**WHAT TO DO:** Retype all of the entries word for word.

(Items from a data source)
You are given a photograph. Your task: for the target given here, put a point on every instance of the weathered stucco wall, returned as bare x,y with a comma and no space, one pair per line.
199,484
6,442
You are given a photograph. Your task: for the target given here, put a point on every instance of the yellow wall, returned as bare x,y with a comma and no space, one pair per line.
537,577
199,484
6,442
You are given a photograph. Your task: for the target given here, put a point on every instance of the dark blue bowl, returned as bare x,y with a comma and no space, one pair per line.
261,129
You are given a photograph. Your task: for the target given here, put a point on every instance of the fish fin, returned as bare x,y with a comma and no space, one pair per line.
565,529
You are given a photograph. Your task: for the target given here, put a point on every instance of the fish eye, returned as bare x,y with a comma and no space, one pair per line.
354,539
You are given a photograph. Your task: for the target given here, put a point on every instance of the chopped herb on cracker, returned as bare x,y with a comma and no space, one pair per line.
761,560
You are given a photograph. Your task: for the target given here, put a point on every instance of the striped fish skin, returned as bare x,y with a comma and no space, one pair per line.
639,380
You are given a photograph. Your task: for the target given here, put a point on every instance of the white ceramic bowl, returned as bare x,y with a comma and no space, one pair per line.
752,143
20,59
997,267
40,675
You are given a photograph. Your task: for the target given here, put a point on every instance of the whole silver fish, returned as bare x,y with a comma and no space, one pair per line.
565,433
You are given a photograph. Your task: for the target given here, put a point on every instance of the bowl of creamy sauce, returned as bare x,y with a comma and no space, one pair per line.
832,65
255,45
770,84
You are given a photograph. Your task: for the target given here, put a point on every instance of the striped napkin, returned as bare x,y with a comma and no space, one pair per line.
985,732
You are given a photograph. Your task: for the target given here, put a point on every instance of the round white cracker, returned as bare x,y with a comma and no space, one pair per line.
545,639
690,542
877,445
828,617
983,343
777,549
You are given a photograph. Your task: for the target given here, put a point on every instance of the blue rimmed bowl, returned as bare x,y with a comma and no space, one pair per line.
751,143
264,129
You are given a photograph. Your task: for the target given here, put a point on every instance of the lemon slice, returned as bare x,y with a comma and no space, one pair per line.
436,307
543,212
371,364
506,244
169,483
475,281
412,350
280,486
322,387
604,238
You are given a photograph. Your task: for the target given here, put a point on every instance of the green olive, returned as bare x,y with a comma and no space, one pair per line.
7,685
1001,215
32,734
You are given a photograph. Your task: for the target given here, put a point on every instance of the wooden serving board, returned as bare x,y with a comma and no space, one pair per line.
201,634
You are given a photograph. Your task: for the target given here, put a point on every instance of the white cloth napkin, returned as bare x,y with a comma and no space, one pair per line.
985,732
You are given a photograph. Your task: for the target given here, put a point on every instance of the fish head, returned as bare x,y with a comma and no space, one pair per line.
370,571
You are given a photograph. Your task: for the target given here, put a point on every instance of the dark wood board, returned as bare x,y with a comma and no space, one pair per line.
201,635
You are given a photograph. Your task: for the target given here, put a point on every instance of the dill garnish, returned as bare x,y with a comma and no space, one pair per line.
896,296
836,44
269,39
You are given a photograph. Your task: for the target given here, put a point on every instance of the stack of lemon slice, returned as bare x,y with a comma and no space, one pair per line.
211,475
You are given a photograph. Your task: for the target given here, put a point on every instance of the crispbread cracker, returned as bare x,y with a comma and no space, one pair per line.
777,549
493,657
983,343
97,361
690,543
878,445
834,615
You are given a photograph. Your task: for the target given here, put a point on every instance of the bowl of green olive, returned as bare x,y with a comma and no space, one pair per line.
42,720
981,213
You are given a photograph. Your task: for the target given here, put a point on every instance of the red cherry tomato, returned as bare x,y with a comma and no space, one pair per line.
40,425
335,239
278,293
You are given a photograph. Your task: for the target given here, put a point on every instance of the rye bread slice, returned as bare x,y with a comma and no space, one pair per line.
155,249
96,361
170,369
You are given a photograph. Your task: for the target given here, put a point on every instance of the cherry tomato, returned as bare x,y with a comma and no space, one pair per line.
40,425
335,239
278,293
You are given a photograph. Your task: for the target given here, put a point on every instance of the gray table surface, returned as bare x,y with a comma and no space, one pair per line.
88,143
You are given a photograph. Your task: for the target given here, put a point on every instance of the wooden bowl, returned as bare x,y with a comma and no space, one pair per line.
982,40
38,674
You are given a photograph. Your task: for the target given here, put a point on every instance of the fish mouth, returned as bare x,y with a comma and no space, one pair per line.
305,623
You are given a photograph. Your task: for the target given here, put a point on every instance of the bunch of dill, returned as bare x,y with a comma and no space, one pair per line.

**ANSWER TO THIS PROBLEM:**
You are given a photograph. Your task: for the target given here, put a point on every instance of the weathered stucco wall, returned as bare x,y with a comma and no space, one pair per line.
199,484
6,442
You are given a photograph. Your task: for the target given here, put a point on every instance of the yellow wall, returned as bare x,y with a comma and no space, one pair per line.
537,577
199,484
6,442
You are given a photograph. Your task: for the target given here, put a point on every instance of the dark blue bowl, returned as bare x,y with a comma and no space, one pair per line.
261,129
You are given a photograph. Your task: for the target given here, put a point on every instance of the fish fin, returned as bare x,y with a comma and no space, one pair per line.
565,529
You are given a photograph. Your task: for the target given here, put a point on every instance of the fish eye, returned as bare x,y with a comma and no space, one pair per line.
354,539
You are given a photograph. Your task: for the target given here, put a point on every instance of the chopped herb on cracker, returned as bare x,y with a comma and no space, one pair per line.
761,560
You are given a photograph. Your task: for the target given here, put a point on every instance of the striped fish skin, returned as bare x,y with a comma and no space, one pair per line.
639,380
You are given a photograph. Your task: for the target given here, put a point on every instance of the white ceramic bowl, returned as bare x,y with a comma and no space, one pair per line.
752,143
20,59
997,267
40,675
You are given a photograph. Your task: for the target given here, put a point on every instance of the whole silver fish, returned as bare x,y with a comma and no space, one pair per line.
565,433
You are given a photograph. Your task: for the target given here, put a point on every instance of the bowl of creamy sauce, returned as bare x,y with a comma and no space, one pair per line.
832,65
255,45
770,84
You are given a photograph. Your task: for the target given here, put a point on every instance of the striped napkin, returned as bare x,y with a comma and no space, one pair per line.
985,732
You are given a photograph. Your task: for the target given here, put a point on every instance of the round white cracker, returned as bare x,y with a comma and no space, one pair per line.
545,639
690,542
877,445
828,617
983,343
777,549
You are given a photograph. Your task: for the target given here, put a point on every instance of the blue rimmed bowl, returned as bare x,y with a comma and no space, one pair per line.
751,143
264,129
You are given a photograph. Your task: for the target given here, put a point on every instance of the lemon slice, returned as bare x,y with a comma and no space, one pair per line.
436,307
543,212
371,364
506,244
169,483
475,281
412,350
280,486
322,387
604,238
You are given a photograph. Your task: for the target given here, put a point on every instance of the green olive, returned as bare x,y with a comma and no space, one pair per line.
7,685
1001,215
32,734
You are given a photograph. Your task: for the target given here, put a point on every instance of the wooden serving board, returned as bare x,y with a comma and no space, one pair per line.
201,634
You are given a photograph. Your task: for the target given here, put a point on every instance of the white cloth napkin, returned as bare x,y with a comma and no space, one pair per line.
985,732
You are given a photograph. Your task: for the target given here, put a point on every instance of the fish head, returned as bare x,y with a comma and no space, one pair per line.
370,571
You are given a photograph. Your task: for the target given here, put a point on every instance of the dark wood board, returned as bare x,y with a comma and no space, one pair per line.
201,635
You are given a photograph. Your task: for the target given here, put a point on every instance of the dill garnish, returned as bare x,y with a comma and no space, one pair per line.
896,296
836,44
269,39
You are given a photograph. Your task: for the target given here, put a point on every instance of the stack of lemon slice, returned as bare x,y with a comma and no space, one pair per line.
211,475
You are given a photograph. Your task: for the target given here, put a point on every instance of the crispbread cracker, returned as bare x,y with a comma and no space, one pair per line.
777,549
493,657
983,343
97,361
690,543
878,445
834,615
You are given a photograph. Your task: for the target given here, put a point on every instance of the bowl of green olive, returned as bare x,y with a comma and no space, one pair per line.
42,720
981,213
You are given a photograph. Your task: for the target given here, put a point on every instance of the red cherry tomato, returned as bare x,y with a comma and no space, one pair per line.
40,425
335,239
278,293
You are given a photograph. Your task: for the target given here, put a point on every instance of the rye bread slice, returned as bare x,y with a comma and no space, one pair per line.
155,249
96,361
170,369
You are given a photograph. Your task: for the target given here, put a point on every instance of the cherry tomato, returned as bare x,y with a comma and no space, one pair per line.
40,425
335,239
278,293
You are given a photograph. Your task: for the target given here, put a point on every instance of the gray table surface, returned as bare x,y with a comma and no space, one pair per line.
88,143
You are given a photograph. Your task: for the target given here, put a point on every instance of the wooden bowl, returned as bare x,y with a comma and no space, one pair per line.
982,40
38,674
You are given a photograph. Your task: for the target given here, put a point on every instance of the fish mouth, returned as bare x,y with a comma and no space, one pair per line.
305,623
You are given a photograph. Your task: for the target given here, put a point on every instance of the bunch of dill, returned as bare x,y with a comma and no space, one pair per line.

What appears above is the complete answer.